Daftar Tugas:
1/ Jawab pertanyaan berikut tentang potongan dokumen analisis Pokemon di bawah:
(a) Di bagian "Pokemon dengan Tingkat Serangan Spesial Tertinggi tiap Jenisnya", kolom apa yang diringkas dengan fungsi max?
(b) Di bagian "Pokemon dengan Tingkat Pertahanan Spesial Tertinggi tiap Jenisnya", kolom apa yang dipakai bersama "type" pada argumen by?
(c) Menurut pesan di bagian terakhir, metode apa yang digunakan oleh geom_smooth()?
2/ Salin teks dari potongan dokumen analisis Pokemon di bawah, mulai dari kata "11 Pokemon dengan" sampai kata "summarise(special_attack = max(special_attack))", tanpa mengubah apa pun.

Potongan Dokumen:

10 Pokemon Terkuat dari Tiap Jenisnya

max <- pokemon %>%
  group_by(type) %>%
  summarise(total = max(total)) 
## `summarise()` ungrouping output (override with `.groups` argument)
pokemon %>%
  right_join(max, by = c("type", "total"))
right_join(pokemon, max, by = c("type", "total"))

11 Pokemon dengan Tingkat Serangan Spesial Tertinggi tiap Jenisnya

max <- pokemon %>%
  group_by(type) %>%
  summarise(special_attack = max(special_attack)) 
## `summarise()` ungrouping output (override with `.groups` argument)
pokemon %>%
  right_join(max, by = c("type", "special_attack"))

12 Pokemon dengan Tingkat Pertahanan Spesial Tertinggi tiap Jenisnya

max <- pokemon %>%
  group_by(type) %>%
  summarise(special_defense = max(special_defense)) 
## `summarise()` ungrouping output (override with `.groups` argument)
pokemon %>%
  right_join(max, by = c("type", "special_defense"))

13 Apakah Pokemon dengan Tingkat Serangan Spesial Tinggi akan Memiliki Tingkat Pertahanan yang Tinggi juga?

ggplot(pokemon, aes(x =special_attack, y = special_defense)) +
  geom_point() +
  geom_smooth()
## `geom_smooth()` using method = 'gam' and formula 'y ~ s(x, bs = "cs")'

Catatan yang Ditampilkan:
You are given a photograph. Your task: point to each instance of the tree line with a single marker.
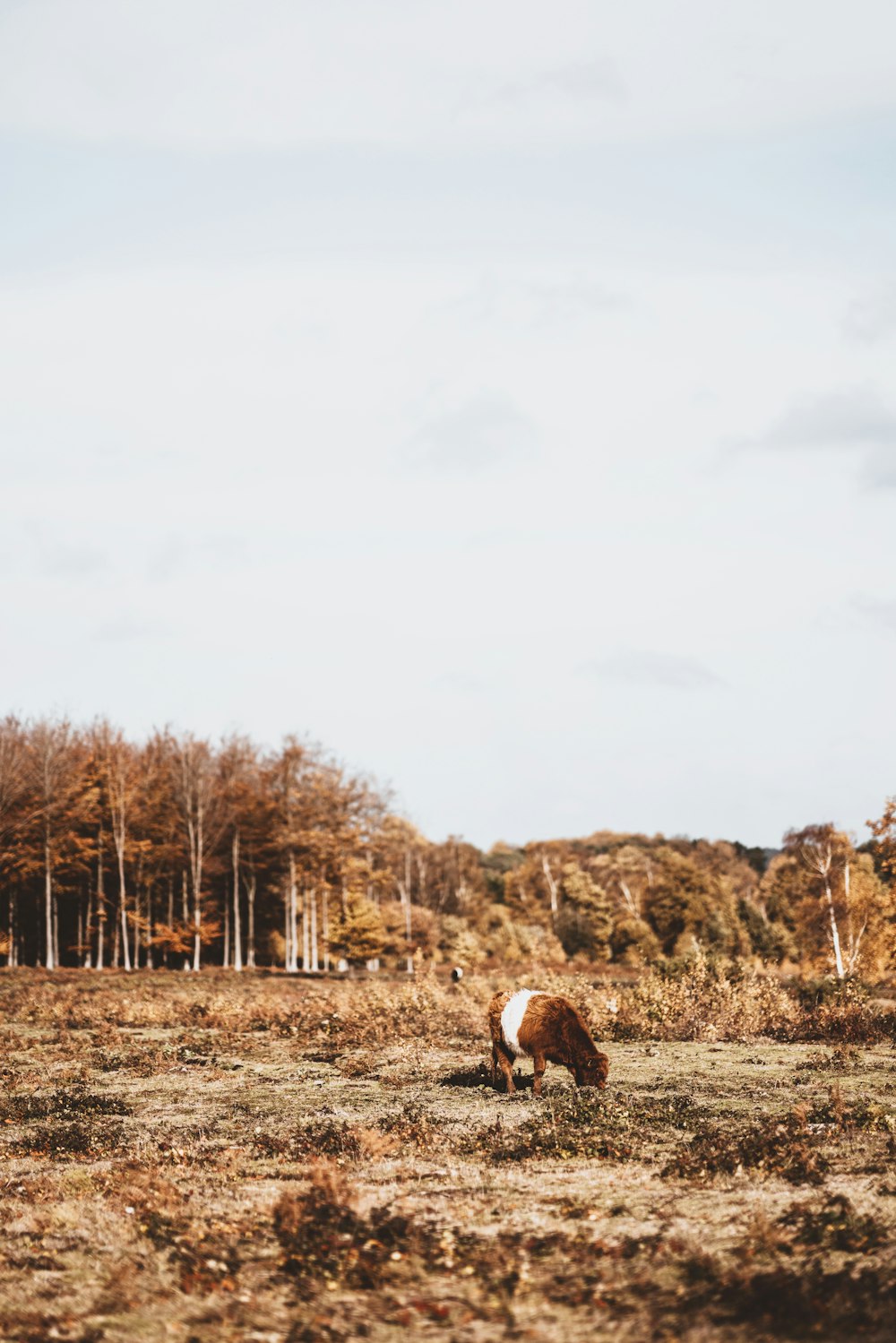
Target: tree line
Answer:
(177, 852)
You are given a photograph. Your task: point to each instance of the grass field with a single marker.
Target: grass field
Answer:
(257, 1158)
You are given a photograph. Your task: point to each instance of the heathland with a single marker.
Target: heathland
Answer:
(261, 1157)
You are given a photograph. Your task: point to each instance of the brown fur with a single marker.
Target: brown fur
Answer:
(552, 1031)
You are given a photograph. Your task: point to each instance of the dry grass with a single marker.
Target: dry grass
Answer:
(220, 1158)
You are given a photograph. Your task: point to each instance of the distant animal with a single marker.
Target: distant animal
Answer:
(549, 1030)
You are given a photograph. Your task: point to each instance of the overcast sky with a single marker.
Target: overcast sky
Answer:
(501, 393)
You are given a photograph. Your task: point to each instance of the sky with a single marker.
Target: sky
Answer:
(500, 393)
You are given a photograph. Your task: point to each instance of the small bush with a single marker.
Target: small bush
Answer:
(785, 1147)
(576, 1123)
(836, 1225)
(324, 1237)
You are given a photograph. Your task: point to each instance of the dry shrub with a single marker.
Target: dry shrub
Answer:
(317, 1138)
(422, 1010)
(66, 1139)
(575, 1123)
(704, 1001)
(791, 1300)
(839, 1060)
(852, 1114)
(324, 1237)
(62, 1103)
(203, 1254)
(842, 1012)
(836, 1225)
(782, 1146)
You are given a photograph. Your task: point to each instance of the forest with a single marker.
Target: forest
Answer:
(180, 853)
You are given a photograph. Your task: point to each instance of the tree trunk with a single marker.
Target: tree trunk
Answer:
(238, 949)
(226, 954)
(123, 896)
(171, 914)
(250, 898)
(293, 917)
(185, 914)
(198, 898)
(101, 904)
(834, 934)
(150, 954)
(405, 892)
(47, 893)
(552, 888)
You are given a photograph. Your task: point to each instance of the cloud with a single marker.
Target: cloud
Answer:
(880, 613)
(872, 317)
(579, 81)
(853, 420)
(482, 433)
(124, 629)
(66, 560)
(641, 667)
(856, 418)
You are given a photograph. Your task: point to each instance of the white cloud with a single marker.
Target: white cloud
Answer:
(223, 74)
(651, 669)
(485, 431)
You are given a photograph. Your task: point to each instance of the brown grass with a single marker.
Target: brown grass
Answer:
(220, 1158)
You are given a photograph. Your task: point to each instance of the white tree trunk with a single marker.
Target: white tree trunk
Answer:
(47, 892)
(250, 899)
(314, 960)
(306, 935)
(552, 888)
(238, 947)
(834, 934)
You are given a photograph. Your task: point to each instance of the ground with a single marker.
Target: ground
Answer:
(218, 1157)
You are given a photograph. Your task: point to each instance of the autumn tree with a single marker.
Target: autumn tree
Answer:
(829, 896)
(195, 785)
(358, 931)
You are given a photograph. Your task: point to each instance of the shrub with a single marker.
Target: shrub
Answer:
(777, 1146)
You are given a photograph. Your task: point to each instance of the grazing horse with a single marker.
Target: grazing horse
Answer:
(548, 1029)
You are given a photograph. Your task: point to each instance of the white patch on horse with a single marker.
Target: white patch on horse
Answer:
(512, 1017)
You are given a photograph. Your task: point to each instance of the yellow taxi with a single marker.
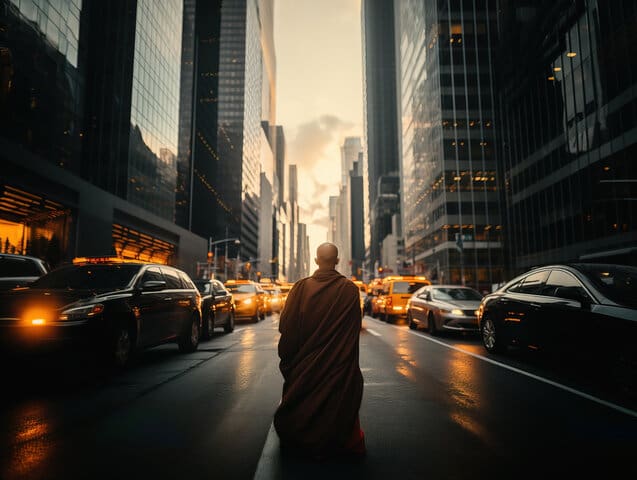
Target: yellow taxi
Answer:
(249, 299)
(273, 297)
(395, 292)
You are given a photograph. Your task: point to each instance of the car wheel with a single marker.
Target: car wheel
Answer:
(229, 326)
(490, 337)
(410, 320)
(208, 327)
(189, 340)
(121, 347)
(431, 323)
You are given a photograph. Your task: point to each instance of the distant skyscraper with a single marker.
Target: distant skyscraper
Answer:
(451, 221)
(381, 121)
(89, 132)
(569, 160)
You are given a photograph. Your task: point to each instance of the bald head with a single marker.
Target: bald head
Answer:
(326, 256)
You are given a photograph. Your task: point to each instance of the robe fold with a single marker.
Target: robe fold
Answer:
(319, 351)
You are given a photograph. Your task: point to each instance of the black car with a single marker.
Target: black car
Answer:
(585, 309)
(110, 307)
(217, 307)
(20, 270)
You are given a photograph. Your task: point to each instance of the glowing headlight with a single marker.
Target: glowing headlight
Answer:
(86, 311)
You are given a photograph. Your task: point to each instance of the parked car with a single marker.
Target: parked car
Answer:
(589, 310)
(20, 270)
(274, 297)
(105, 305)
(396, 290)
(217, 307)
(449, 308)
(249, 299)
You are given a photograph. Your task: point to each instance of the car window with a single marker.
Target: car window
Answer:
(455, 294)
(203, 286)
(88, 277)
(560, 279)
(242, 288)
(617, 282)
(18, 267)
(186, 281)
(218, 287)
(172, 278)
(407, 287)
(531, 283)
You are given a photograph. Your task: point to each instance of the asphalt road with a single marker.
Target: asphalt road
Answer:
(435, 408)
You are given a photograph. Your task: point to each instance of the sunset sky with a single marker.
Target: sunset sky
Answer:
(319, 96)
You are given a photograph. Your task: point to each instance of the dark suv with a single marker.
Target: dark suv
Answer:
(19, 270)
(111, 307)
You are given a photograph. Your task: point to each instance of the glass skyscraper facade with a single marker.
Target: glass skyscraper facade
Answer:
(89, 100)
(381, 145)
(569, 131)
(450, 200)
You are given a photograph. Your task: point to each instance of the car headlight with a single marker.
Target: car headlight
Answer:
(86, 311)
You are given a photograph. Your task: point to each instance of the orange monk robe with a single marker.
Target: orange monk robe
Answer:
(319, 350)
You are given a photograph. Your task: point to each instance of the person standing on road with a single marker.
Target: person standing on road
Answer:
(319, 350)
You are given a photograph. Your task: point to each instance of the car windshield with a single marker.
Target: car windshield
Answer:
(463, 294)
(407, 287)
(18, 267)
(241, 288)
(88, 277)
(203, 287)
(617, 282)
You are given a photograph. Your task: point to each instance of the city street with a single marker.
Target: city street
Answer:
(432, 408)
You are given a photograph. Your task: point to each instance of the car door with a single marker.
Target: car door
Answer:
(567, 320)
(148, 306)
(222, 303)
(176, 302)
(520, 310)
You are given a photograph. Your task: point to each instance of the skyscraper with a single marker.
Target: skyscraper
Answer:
(568, 160)
(451, 220)
(89, 132)
(381, 122)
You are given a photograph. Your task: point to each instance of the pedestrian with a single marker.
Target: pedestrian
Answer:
(319, 350)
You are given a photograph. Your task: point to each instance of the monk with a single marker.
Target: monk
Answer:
(319, 349)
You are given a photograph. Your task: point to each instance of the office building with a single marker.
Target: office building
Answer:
(568, 131)
(450, 206)
(381, 145)
(89, 133)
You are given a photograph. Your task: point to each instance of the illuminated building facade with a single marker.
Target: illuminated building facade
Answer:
(450, 203)
(88, 139)
(568, 160)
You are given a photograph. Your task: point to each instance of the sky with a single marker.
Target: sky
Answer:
(319, 96)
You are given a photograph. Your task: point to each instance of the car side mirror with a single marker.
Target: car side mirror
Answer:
(153, 285)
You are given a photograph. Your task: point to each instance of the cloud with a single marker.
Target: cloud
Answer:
(309, 147)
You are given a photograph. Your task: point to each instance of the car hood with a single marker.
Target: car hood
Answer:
(462, 305)
(16, 302)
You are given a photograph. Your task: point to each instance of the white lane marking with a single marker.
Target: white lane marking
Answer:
(267, 466)
(528, 374)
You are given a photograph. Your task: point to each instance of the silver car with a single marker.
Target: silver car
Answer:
(444, 308)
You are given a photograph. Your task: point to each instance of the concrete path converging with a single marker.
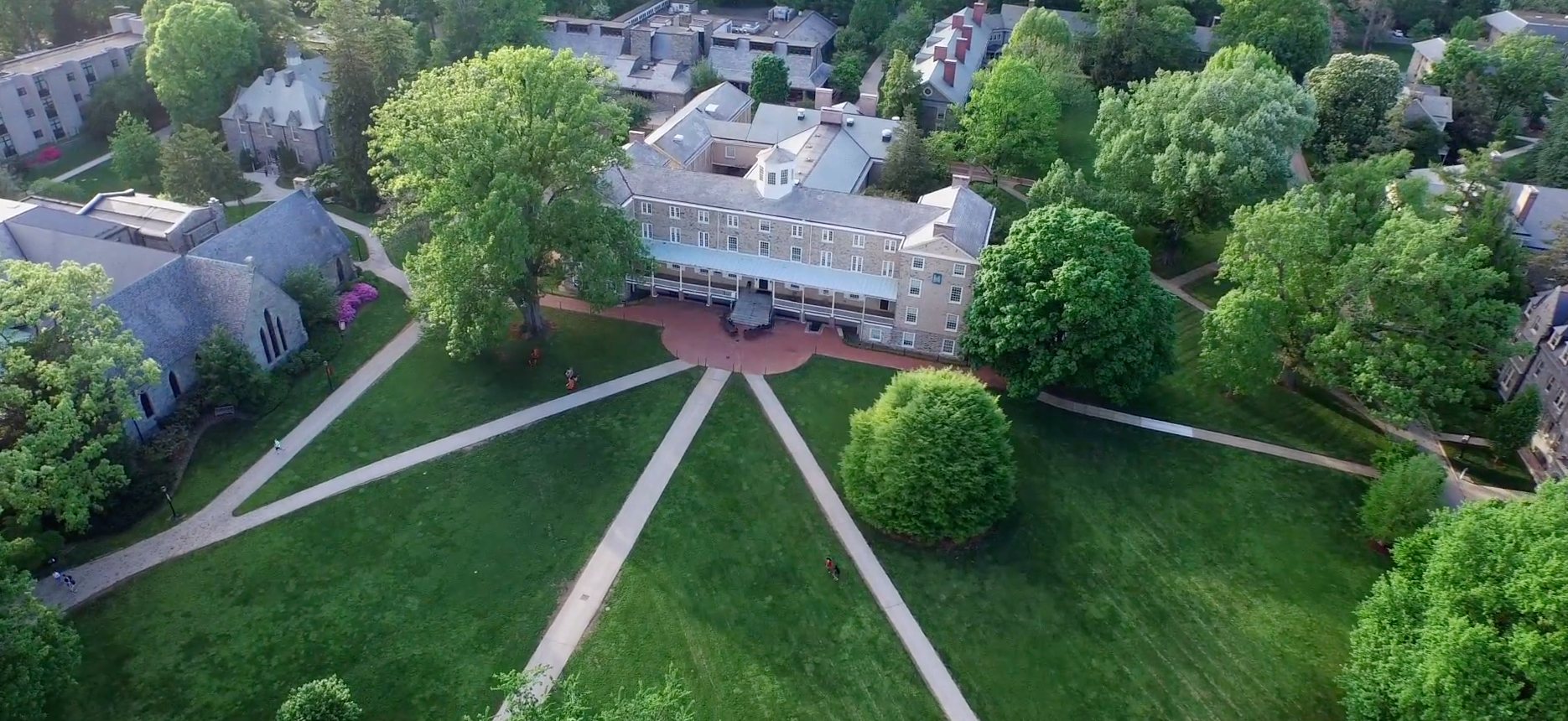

Daftar Jawaban:
1/
(a) special_attack
(b) special_defense
(c) gam

2/
11 Pokemon dengan Tingkat Serangan Spesial Tertinggi tiap Jenisnya

max <- pokemon %>%
  group_by(type) %>%
  summarise(special_attack = max(special_attack))